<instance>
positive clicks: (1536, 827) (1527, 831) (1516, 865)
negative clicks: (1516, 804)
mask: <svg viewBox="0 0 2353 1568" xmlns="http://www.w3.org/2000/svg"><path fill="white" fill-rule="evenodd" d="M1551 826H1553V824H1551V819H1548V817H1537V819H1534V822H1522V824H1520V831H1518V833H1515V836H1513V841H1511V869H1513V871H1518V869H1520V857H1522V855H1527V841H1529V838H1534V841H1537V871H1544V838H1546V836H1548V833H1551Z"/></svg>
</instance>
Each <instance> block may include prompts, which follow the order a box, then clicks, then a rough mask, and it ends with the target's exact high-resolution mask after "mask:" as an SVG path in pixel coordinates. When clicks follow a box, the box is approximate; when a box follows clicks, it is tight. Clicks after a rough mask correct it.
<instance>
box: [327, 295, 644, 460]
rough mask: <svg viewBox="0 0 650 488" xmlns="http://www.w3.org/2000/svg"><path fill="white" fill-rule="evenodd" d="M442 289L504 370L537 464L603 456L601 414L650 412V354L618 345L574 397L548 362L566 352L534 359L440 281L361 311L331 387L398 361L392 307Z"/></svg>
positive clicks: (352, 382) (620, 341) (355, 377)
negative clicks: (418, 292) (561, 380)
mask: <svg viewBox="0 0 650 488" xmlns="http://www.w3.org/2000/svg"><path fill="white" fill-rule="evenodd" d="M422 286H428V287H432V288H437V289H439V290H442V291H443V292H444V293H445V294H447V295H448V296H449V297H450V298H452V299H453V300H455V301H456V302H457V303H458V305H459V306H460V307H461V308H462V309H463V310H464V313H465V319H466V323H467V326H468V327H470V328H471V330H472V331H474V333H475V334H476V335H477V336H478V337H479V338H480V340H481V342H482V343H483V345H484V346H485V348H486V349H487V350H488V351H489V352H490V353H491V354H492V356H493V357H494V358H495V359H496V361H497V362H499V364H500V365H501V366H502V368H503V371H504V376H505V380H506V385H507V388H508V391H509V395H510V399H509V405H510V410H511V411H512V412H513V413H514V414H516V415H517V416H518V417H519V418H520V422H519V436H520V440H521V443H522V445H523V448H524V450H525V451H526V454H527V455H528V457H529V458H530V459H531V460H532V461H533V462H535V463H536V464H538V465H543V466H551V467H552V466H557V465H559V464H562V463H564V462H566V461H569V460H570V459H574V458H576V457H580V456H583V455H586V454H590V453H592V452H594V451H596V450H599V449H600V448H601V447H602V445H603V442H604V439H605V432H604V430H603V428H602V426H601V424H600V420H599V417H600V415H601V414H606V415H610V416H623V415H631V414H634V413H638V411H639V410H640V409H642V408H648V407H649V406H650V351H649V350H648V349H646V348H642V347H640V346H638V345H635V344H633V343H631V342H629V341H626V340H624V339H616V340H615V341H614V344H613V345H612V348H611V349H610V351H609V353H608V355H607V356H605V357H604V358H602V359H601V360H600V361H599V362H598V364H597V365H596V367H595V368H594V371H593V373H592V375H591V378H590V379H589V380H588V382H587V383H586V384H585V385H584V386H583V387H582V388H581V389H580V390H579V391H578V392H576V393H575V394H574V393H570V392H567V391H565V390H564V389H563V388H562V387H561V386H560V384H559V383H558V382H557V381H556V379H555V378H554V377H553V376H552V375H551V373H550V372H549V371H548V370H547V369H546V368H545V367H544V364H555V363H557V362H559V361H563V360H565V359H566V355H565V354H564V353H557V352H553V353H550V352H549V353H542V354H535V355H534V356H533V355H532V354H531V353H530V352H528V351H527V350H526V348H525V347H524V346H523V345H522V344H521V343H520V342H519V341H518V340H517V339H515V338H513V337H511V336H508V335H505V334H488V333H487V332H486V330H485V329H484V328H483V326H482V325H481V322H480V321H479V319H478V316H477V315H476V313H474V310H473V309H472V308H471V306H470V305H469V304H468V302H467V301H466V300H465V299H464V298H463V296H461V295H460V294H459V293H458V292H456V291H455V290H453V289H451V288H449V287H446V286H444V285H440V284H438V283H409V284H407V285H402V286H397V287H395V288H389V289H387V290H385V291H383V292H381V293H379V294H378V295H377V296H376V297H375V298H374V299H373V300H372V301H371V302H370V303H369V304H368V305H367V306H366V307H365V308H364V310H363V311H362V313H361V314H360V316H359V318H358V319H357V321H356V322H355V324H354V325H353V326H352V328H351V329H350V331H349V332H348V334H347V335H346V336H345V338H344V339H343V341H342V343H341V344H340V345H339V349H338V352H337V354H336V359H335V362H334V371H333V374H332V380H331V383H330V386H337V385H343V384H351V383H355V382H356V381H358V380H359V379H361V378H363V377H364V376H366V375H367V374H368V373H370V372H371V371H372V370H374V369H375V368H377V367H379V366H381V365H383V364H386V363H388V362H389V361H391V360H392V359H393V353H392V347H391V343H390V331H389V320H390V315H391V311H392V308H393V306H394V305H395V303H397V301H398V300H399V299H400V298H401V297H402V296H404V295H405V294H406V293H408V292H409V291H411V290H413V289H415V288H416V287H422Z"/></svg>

•••••

What to do =
Rewrite the data starting with the line that contains "</instance>" and going on through the line that contains "positive clicks: (352, 382)", changing every "rough mask" to "coarse mask" and leaving everything else the same. Give back only those lines.

Result below =
</instance>
Each <instance> block may include prompts, which follow the order a box, then clicks, then a coarse mask, and it ends with the target's exact high-resolution mask after "mask:" as an SVG path in pixel coordinates. When clicks follow a box, the box is approximate; when a box follows clicks, it is tight. Clicks after a coarse mask correct it.
<instance>
box: [327, 295, 644, 460]
coarse mask: <svg viewBox="0 0 650 488" xmlns="http://www.w3.org/2000/svg"><path fill="white" fill-rule="evenodd" d="M442 289L504 370L537 464L603 456L601 414L650 412V354L618 345L574 397L548 362L566 352L534 359L440 281L361 311L331 387L398 361L392 307Z"/></svg>
positive clicks: (352, 382) (620, 341) (355, 377)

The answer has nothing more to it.